[start Input data]

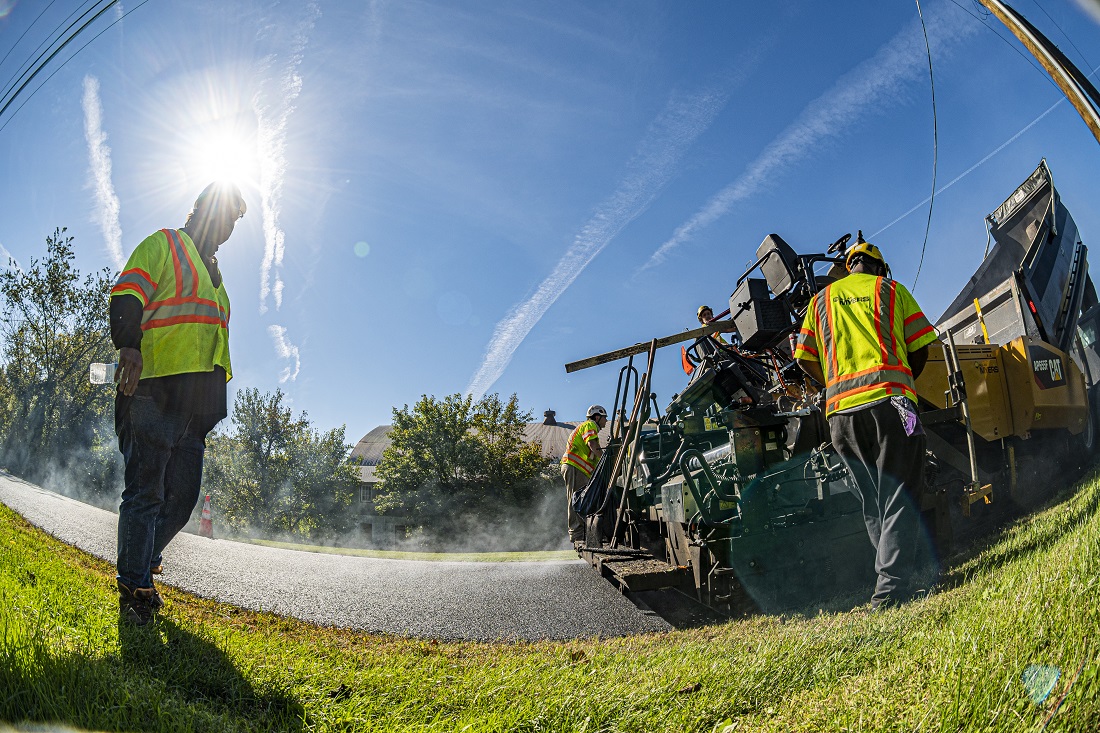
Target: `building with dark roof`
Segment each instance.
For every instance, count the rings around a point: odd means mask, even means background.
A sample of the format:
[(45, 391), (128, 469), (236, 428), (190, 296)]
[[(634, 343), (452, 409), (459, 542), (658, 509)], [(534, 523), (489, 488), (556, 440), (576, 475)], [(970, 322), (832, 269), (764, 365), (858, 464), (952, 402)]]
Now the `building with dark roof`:
[[(543, 413), (540, 423), (528, 423), (524, 426), (524, 439), (527, 442), (536, 442), (541, 447), (542, 455), (547, 458), (558, 459), (565, 452), (565, 444), (573, 428), (582, 420), (570, 420), (559, 423), (552, 409)], [(359, 461), (360, 480), (363, 482), (359, 491), (359, 526), (363, 539), (376, 547), (394, 547), (398, 545), (406, 535), (409, 525), (415, 524), (408, 516), (396, 514), (377, 514), (374, 511), (374, 497), (377, 491), (378, 479), (375, 477), (375, 469), (382, 460), (382, 452), (389, 447), (389, 431), (392, 425), (380, 425), (364, 435), (351, 451), (349, 460)], [(600, 442), (607, 445), (608, 428), (604, 427), (600, 433)], [(565, 507), (562, 506), (564, 515)]]

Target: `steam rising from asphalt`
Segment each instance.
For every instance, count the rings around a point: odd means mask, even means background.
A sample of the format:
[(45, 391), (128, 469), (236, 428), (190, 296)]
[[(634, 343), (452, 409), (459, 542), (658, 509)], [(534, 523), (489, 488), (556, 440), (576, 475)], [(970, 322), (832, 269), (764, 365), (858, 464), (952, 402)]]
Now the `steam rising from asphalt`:
[(468, 394), (477, 400), (493, 386), (535, 324), (565, 288), (624, 227), (649, 208), (676, 173), (676, 164), (684, 151), (711, 125), (727, 98), (725, 91), (710, 90), (691, 96), (678, 95), (669, 100), (649, 125), (615, 193), (600, 205), (576, 233), (573, 243), (535, 295), (513, 307), (496, 325), (482, 364), (466, 387)]
[(116, 270), (122, 270), (127, 259), (122, 253), (122, 226), (119, 223), (121, 205), (111, 183), (111, 149), (103, 132), (103, 108), (99, 103), (99, 79), (84, 77), (84, 138), (88, 142), (88, 164), (91, 166), (96, 188), (96, 222), (103, 232), (103, 241)]
[[(286, 128), (294, 111), (294, 101), (301, 92), (298, 67), (301, 66), (302, 54), (309, 43), (309, 33), (320, 14), (320, 8), (316, 2), (310, 2), (306, 7), (306, 17), (294, 32), (289, 59), (277, 75), (268, 76), (263, 81), (252, 99), (258, 128), (260, 196), (264, 222), (264, 256), (260, 264), (260, 313), (267, 311), (268, 295), (274, 296), (276, 310), (283, 306), (280, 270), (286, 249), (286, 234), (279, 225), (279, 214), (283, 180), (286, 176)], [(274, 64), (274, 54), (266, 56), (262, 62), (264, 70)]]
[[(930, 13), (928, 35), (943, 58), (980, 26), (960, 22), (960, 15), (941, 3)], [(695, 233), (722, 218), (750, 196), (766, 189), (800, 160), (836, 140), (876, 110), (890, 108), (906, 85), (927, 75), (923, 36), (914, 22), (881, 46), (873, 56), (842, 76), (832, 89), (810, 102), (798, 119), (773, 139), (734, 183), (715, 194), (703, 208), (680, 225), (641, 266), (654, 267)]]

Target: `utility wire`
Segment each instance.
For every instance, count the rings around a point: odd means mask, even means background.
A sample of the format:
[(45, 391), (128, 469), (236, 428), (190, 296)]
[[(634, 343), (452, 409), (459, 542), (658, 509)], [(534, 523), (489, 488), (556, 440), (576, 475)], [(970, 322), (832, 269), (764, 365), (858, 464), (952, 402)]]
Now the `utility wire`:
[[(82, 46), (80, 46), (79, 48), (77, 48), (76, 51), (74, 51), (72, 56), (69, 56), (68, 58), (66, 58), (64, 62), (62, 62), (61, 66), (58, 66), (57, 68), (55, 68), (53, 72), (51, 72), (50, 76), (47, 76), (45, 79), (43, 79), (42, 84), (38, 85), (34, 89), (34, 91), (32, 91), (31, 95), (26, 99), (23, 100), (23, 103), (15, 108), (15, 111), (11, 113), (11, 117), (8, 118), (8, 121), (4, 122), (2, 125), (0, 125), (0, 132), (3, 132), (4, 128), (7, 128), (8, 124), (13, 119), (15, 119), (15, 116), (19, 114), (19, 110), (23, 109), (23, 107), (26, 106), (26, 102), (29, 102), (32, 99), (34, 99), (34, 95), (38, 94), (38, 89), (42, 89), (42, 87), (46, 86), (46, 83), (50, 81), (50, 79), (54, 78), (54, 74), (57, 74), (57, 72), (62, 70), (63, 68), (65, 68), (66, 64), (68, 64), (74, 58), (76, 58), (77, 54), (79, 54), (81, 51), (84, 51), (85, 48), (87, 48), (88, 46), (90, 46), (92, 44), (92, 42), (95, 42), (96, 39), (98, 39), (99, 36), (103, 35), (105, 33), (107, 33), (109, 30), (111, 30), (112, 28), (114, 28), (117, 24), (121, 23), (125, 19), (127, 15), (129, 15), (133, 11), (138, 10), (139, 8), (141, 8), (142, 6), (144, 6), (146, 2), (148, 2), (148, 0), (141, 0), (141, 2), (139, 2), (136, 6), (134, 6), (133, 8), (131, 8), (130, 10), (128, 10), (124, 13), (122, 13), (121, 15), (119, 15), (118, 18), (116, 18), (113, 21), (111, 21), (111, 23), (108, 24), (108, 26), (105, 28), (102, 31), (100, 31), (96, 35), (94, 35), (90, 39), (88, 39), (88, 43), (84, 44)], [(2, 113), (2, 110), (0, 110), (0, 113)]]
[(936, 119), (936, 80), (932, 76), (932, 46), (928, 44), (928, 28), (924, 24), (921, 0), (915, 1), (916, 14), (921, 18), (921, 29), (924, 31), (924, 50), (928, 55), (928, 85), (932, 87), (932, 197), (928, 199), (928, 220), (924, 225), (924, 243), (921, 244), (921, 261), (916, 264), (913, 287), (910, 288), (912, 291), (916, 291), (916, 281), (921, 276), (921, 267), (924, 266), (924, 252), (928, 248), (928, 233), (932, 231), (932, 207), (936, 203), (936, 173), (939, 168), (939, 125)]
[[(1028, 64), (1031, 64), (1031, 67), (1032, 67), (1032, 68), (1034, 68), (1034, 69), (1035, 69), (1036, 72), (1038, 72), (1040, 76), (1042, 76), (1042, 77), (1043, 77), (1043, 78), (1044, 78), (1044, 79), (1046, 80), (1046, 83), (1047, 83), (1047, 84), (1049, 84), (1049, 85), (1050, 85), (1052, 87), (1054, 87), (1055, 89), (1058, 89), (1058, 94), (1059, 94), (1059, 95), (1062, 94), (1062, 89), (1059, 89), (1059, 88), (1058, 88), (1058, 85), (1054, 83), (1054, 79), (1052, 79), (1052, 78), (1050, 78), (1050, 76), (1049, 76), (1049, 75), (1048, 75), (1048, 74), (1047, 74), (1047, 73), (1046, 73), (1045, 70), (1043, 70), (1042, 68), (1040, 68), (1038, 64), (1036, 64), (1036, 63), (1035, 63), (1035, 59), (1034, 59), (1034, 58), (1032, 58), (1031, 56), (1028, 56), (1028, 55), (1027, 55), (1027, 54), (1025, 54), (1024, 52), (1020, 51), (1020, 48), (1018, 48), (1018, 47), (1016, 47), (1016, 45), (1015, 45), (1014, 43), (1012, 43), (1012, 41), (1009, 41), (1009, 40), (1008, 40), (1008, 39), (1005, 39), (1005, 37), (1004, 37), (1003, 35), (1001, 35), (1001, 34), (1000, 34), (1000, 33), (998, 32), (997, 28), (994, 28), (994, 26), (990, 25), (990, 24), (989, 24), (989, 23), (987, 23), (987, 22), (986, 22), (985, 20), (982, 20), (981, 18), (978, 18), (978, 15), (975, 15), (975, 14), (974, 14), (972, 12), (970, 12), (969, 10), (967, 10), (966, 8), (964, 8), (963, 6), (960, 6), (960, 4), (958, 3), (958, 0), (950, 0), (950, 1), (952, 1), (952, 2), (953, 2), (953, 3), (955, 4), (955, 6), (957, 6), (957, 7), (959, 8), (959, 10), (961, 10), (961, 11), (963, 11), (963, 12), (965, 12), (965, 13), (966, 13), (967, 15), (969, 15), (970, 18), (975, 19), (976, 21), (978, 21), (979, 23), (981, 23), (982, 25), (985, 25), (985, 26), (986, 26), (987, 29), (989, 29), (989, 31), (990, 31), (990, 32), (991, 32), (991, 33), (992, 33), (993, 35), (996, 35), (996, 36), (997, 36), (998, 39), (1000, 39), (1000, 40), (1001, 40), (1001, 43), (1005, 44), (1005, 45), (1007, 45), (1007, 46), (1008, 46), (1009, 48), (1012, 48), (1012, 51), (1013, 51), (1013, 52), (1014, 52), (1014, 53), (1015, 53), (1015, 54), (1016, 54), (1018, 56), (1020, 56), (1020, 57), (1021, 57), (1021, 58), (1023, 58), (1023, 59), (1024, 59), (1025, 62), (1027, 62)], [(990, 12), (988, 12), (988, 11), (987, 11), (986, 13), (983, 13), (983, 14), (986, 15), (986, 18), (989, 18), (990, 15), (992, 15), (992, 13), (990, 13)]]
[[(88, 22), (86, 22), (84, 25), (81, 25), (79, 29), (77, 29), (77, 31), (75, 33), (73, 33), (69, 37), (65, 39), (65, 42), (62, 43), (62, 45), (57, 46), (57, 50), (54, 51), (54, 53), (50, 54), (50, 57), (46, 58), (46, 61), (44, 61), (41, 65), (37, 66), (37, 68), (34, 69), (34, 72), (26, 78), (26, 80), (19, 87), (19, 89), (16, 89), (15, 92), (8, 99), (8, 101), (4, 103), (4, 106), (0, 107), (0, 117), (3, 117), (3, 113), (8, 110), (9, 107), (11, 107), (12, 102), (14, 102), (15, 99), (19, 98), (20, 92), (23, 91), (23, 89), (26, 88), (26, 86), (34, 79), (35, 76), (38, 75), (38, 72), (41, 72), (46, 66), (46, 64), (48, 64), (51, 61), (53, 61), (54, 57), (57, 54), (59, 54), (62, 52), (62, 50), (64, 50), (65, 46), (67, 46), (73, 41), (73, 39), (75, 39), (77, 35), (80, 34), (81, 31), (84, 31), (84, 29), (88, 28), (94, 22), (96, 22), (96, 20), (98, 20), (100, 15), (102, 15), (108, 10), (110, 10), (111, 7), (114, 6), (117, 2), (118, 2), (118, 0), (110, 0), (110, 2), (108, 2), (106, 6), (103, 6), (103, 8), (98, 13), (96, 13)], [(124, 13), (122, 15), (122, 18), (125, 18), (127, 15), (129, 15), (130, 12), (133, 12), (133, 10), (136, 10), (138, 8), (141, 8), (142, 6), (145, 4), (145, 2), (148, 2), (148, 0), (143, 0), (143, 2), (141, 4), (139, 4), (136, 8), (133, 8), (129, 12)], [(120, 20), (122, 20), (122, 18), (117, 19), (114, 21), (114, 23), (118, 23)], [(108, 25), (107, 28), (105, 28), (103, 31), (106, 31), (107, 29), (113, 26), (114, 23), (111, 23), (110, 25)], [(100, 35), (102, 35), (103, 31), (100, 31), (95, 36), (92, 36), (91, 41), (95, 41)], [(91, 41), (89, 41), (88, 43), (91, 43)], [(78, 54), (81, 51), (84, 51), (88, 46), (88, 43), (86, 43), (82, 46), (80, 46), (75, 54), (73, 54), (72, 56), (69, 56), (68, 58), (66, 58), (65, 62), (61, 66), (58, 66), (56, 69), (54, 69), (53, 73), (51, 73), (51, 75), (45, 78), (45, 80), (42, 83), (42, 85), (45, 85), (46, 81), (48, 81), (50, 79), (52, 79), (54, 77), (54, 74), (56, 74), (61, 69), (65, 68), (65, 64), (68, 64), (70, 61), (73, 61), (73, 58), (76, 56), (76, 54)], [(28, 101), (30, 101), (34, 97), (34, 95), (37, 94), (38, 89), (42, 88), (42, 85), (40, 85), (34, 91), (31, 92), (31, 96), (28, 97), (26, 100), (23, 101), (23, 105), (25, 105)], [(15, 109), (15, 112), (19, 112), (19, 110), (23, 109), (23, 105), (20, 105)], [(12, 120), (12, 118), (15, 117), (15, 112), (12, 112), (12, 116), (10, 118), (8, 118), (8, 122), (10, 122)], [(8, 127), (8, 122), (4, 122), (3, 127), (0, 127), (0, 131), (2, 131), (4, 128)]]
[[(31, 31), (31, 29), (34, 28), (35, 23), (37, 23), (40, 20), (42, 20), (42, 17), (46, 13), (47, 10), (50, 10), (53, 7), (53, 4), (55, 2), (57, 2), (57, 0), (50, 0), (50, 4), (47, 4), (45, 8), (43, 8), (42, 12), (38, 13), (38, 17), (35, 18), (33, 21), (31, 21), (31, 24), (26, 26), (26, 30), (24, 30), (20, 34), (20, 36), (18, 39), (15, 39), (15, 43), (13, 43), (12, 46), (11, 46), (11, 48), (8, 50), (8, 53), (6, 53), (3, 55), (3, 58), (0, 58), (0, 66), (3, 66), (3, 63), (6, 61), (8, 61), (8, 56), (11, 56), (11, 52), (15, 51), (15, 46), (18, 46), (20, 44), (20, 42), (23, 40), (23, 36), (25, 36)], [(57, 28), (61, 28), (61, 26), (58, 25)], [(54, 31), (56, 31), (56, 30), (57, 29), (54, 29)], [(50, 35), (53, 35), (53, 33), (51, 32)], [(50, 36), (47, 35), (46, 37), (50, 37)], [(37, 51), (37, 48), (35, 48), (35, 51)], [(31, 53), (34, 53), (34, 52), (31, 52)]]
[[(50, 53), (50, 50), (54, 46), (54, 44), (56, 44), (57, 41), (62, 36), (64, 36), (66, 33), (68, 33), (69, 30), (72, 30), (74, 25), (76, 25), (77, 23), (79, 23), (84, 19), (85, 15), (87, 15), (89, 12), (91, 12), (92, 10), (95, 10), (96, 6), (99, 4), (100, 2), (101, 2), (101, 0), (91, 0), (91, 2), (88, 3), (88, 8), (85, 9), (82, 12), (81, 12), (81, 7), (77, 7), (77, 9), (74, 10), (73, 12), (70, 12), (68, 14), (68, 17), (65, 18), (65, 20), (63, 20), (61, 23), (57, 24), (56, 28), (54, 28), (53, 31), (51, 31), (50, 33), (47, 33), (46, 37), (42, 41), (42, 43), (40, 43), (37, 45), (37, 47), (35, 47), (35, 50), (30, 53), (30, 55), (26, 57), (26, 61), (24, 61), (20, 65), (19, 69), (14, 74), (12, 74), (11, 78), (9, 78), (4, 83), (4, 86), (7, 88), (3, 90), (3, 94), (0, 94), (0, 100), (6, 99), (8, 97), (8, 95), (11, 94), (11, 90), (15, 88), (15, 85), (19, 84), (20, 79), (22, 79), (23, 77), (25, 77), (26, 74), (34, 68), (35, 64), (37, 64), (40, 61), (42, 61), (43, 56), (45, 56), (47, 53)], [(70, 23), (67, 29), (65, 29), (64, 31), (62, 31), (61, 30), (62, 25), (64, 25), (65, 23), (68, 23), (69, 20), (72, 20), (77, 13), (81, 13), (80, 18), (77, 19), (76, 21), (74, 21), (73, 23)], [(43, 51), (43, 47), (45, 47), (45, 51)], [(38, 53), (40, 51), (42, 51), (42, 53), (38, 54), (38, 57), (34, 58), (32, 61), (32, 56), (34, 56), (34, 54)]]
[(1056, 21), (1053, 18), (1050, 18), (1050, 13), (1046, 12), (1046, 9), (1043, 6), (1038, 4), (1038, 0), (1034, 0), (1034, 2), (1035, 2), (1035, 7), (1038, 8), (1040, 10), (1042, 10), (1043, 14), (1047, 17), (1047, 20), (1049, 20), (1052, 23), (1054, 23), (1054, 26), (1056, 29), (1058, 29), (1058, 32), (1062, 33), (1063, 36), (1065, 36), (1066, 41), (1069, 42), (1069, 45), (1071, 45), (1074, 47), (1074, 51), (1076, 51), (1077, 54), (1081, 57), (1081, 61), (1085, 62), (1085, 65), (1087, 67), (1091, 68), (1092, 64), (1089, 63), (1088, 56), (1085, 55), (1084, 51), (1081, 51), (1080, 48), (1077, 47), (1077, 44), (1074, 43), (1074, 40), (1069, 37), (1069, 34), (1066, 33), (1066, 31), (1058, 24), (1058, 21)]

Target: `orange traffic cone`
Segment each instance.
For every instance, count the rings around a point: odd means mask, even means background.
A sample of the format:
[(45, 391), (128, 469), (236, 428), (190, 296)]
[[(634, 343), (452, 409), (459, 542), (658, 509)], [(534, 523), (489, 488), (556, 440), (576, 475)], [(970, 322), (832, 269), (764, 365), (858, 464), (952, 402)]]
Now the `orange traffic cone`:
[(199, 536), (213, 539), (213, 515), (210, 513), (210, 494), (202, 502), (202, 516), (199, 518)]

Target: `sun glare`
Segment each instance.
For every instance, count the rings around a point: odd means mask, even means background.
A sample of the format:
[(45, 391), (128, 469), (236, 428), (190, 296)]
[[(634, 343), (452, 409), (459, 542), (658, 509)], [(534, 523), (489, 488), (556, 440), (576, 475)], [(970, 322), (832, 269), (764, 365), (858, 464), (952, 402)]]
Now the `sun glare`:
[(255, 140), (232, 130), (210, 132), (195, 146), (194, 166), (201, 180), (253, 184), (260, 168)]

[end Input data]

## What you should do
Rewrite every line from the start of the items through the line containing "506), (564, 515)]]", requests included, and add 101 to each coordinate in the answers. Leave the pictures out.

## Output for this task
Target: `building with dark roof`
Segment each instance.
For every instance, count the rings around a point: odd means mask, even means background.
A sample of the format:
[(45, 391), (128, 469), (236, 428), (190, 296)]
[[(634, 343), (452, 409), (459, 542), (658, 509)], [(534, 523), (489, 488), (556, 440), (576, 475)], [(970, 322), (832, 269), (764, 365), (858, 464), (952, 402)]]
Now the `building with dark roof`:
[[(644, 514), (641, 524), (629, 524), (625, 527), (625, 540), (628, 543), (637, 543), (642, 548), (643, 556), (648, 559), (659, 560), (666, 553), (666, 545), (674, 529), (683, 521), (671, 521), (660, 524), (653, 510)], [(460, 562), (461, 581), (464, 583), (460, 592), (460, 627), (464, 640), (477, 648), (495, 648), (499, 646), (507, 636), (510, 626), (516, 625), (509, 617), (497, 615), (478, 615), (475, 612), (475, 598), (478, 592), (479, 580), (476, 578), (476, 570), (483, 561), (483, 553), (490, 548), (490, 532), (493, 526), (481, 526), (465, 536), (452, 552), (450, 561)], [(701, 543), (708, 546), (709, 529), (705, 528), (701, 534)], [(666, 608), (663, 607), (665, 616)]]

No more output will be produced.